[Extracted records]
::::::

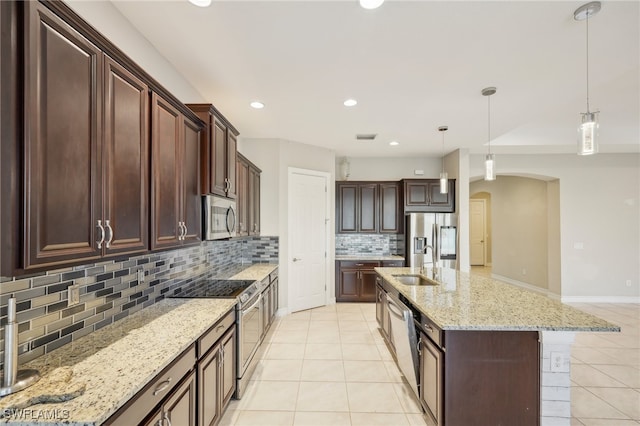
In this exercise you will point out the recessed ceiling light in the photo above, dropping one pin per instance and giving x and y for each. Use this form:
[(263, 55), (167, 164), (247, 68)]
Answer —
[(371, 4), (201, 3)]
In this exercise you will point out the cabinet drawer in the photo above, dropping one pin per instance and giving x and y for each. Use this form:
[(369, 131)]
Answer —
[(211, 337), (431, 330), (360, 264), (148, 398)]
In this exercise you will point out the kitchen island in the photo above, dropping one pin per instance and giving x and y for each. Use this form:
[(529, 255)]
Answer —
[(488, 347)]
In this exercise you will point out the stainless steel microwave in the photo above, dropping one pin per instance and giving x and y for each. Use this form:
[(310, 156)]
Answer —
[(219, 217)]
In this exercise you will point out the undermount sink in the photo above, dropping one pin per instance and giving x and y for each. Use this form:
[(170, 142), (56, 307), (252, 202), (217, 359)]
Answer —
[(415, 280)]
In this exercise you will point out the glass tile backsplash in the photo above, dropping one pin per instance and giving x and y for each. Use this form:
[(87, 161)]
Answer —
[(111, 290)]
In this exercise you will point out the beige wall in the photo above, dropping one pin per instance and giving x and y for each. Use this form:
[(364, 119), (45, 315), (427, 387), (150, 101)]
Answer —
[(489, 231), (519, 218)]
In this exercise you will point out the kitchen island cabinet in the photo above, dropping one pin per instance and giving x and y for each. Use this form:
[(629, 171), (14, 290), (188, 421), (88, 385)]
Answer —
[(485, 347)]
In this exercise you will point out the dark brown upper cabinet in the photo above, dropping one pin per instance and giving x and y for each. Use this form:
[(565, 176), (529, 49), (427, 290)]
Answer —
[(368, 207), (248, 200), (218, 152), (86, 148), (423, 195), (175, 195)]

::::::

• **DIRECTIONS FOR THIS TASK**
Copy the items from the line containing "In this exercise you will point out the kitchen island cabinet" up to and including the final line, leaving the instructions and their format samples unchanged. Move every coordinate in the answers by -70.

• **THE RESULT**
In this exercise you will point out the kitchen island cabinet in the photo above, dropping one pin per instance and giving x and y for each. Use this form:
[(629, 171), (14, 290), (188, 421), (88, 385)]
Answer —
[(415, 277)]
In this exercise you will point out the dark brown upper cabinet in the photo above, dropping one pin per instance and giving x and y for each. Use this form:
[(565, 176), (529, 49), (427, 290)]
Answer —
[(298, 137), (178, 130), (148, 82), (16, 78), (353, 125), (105, 125)]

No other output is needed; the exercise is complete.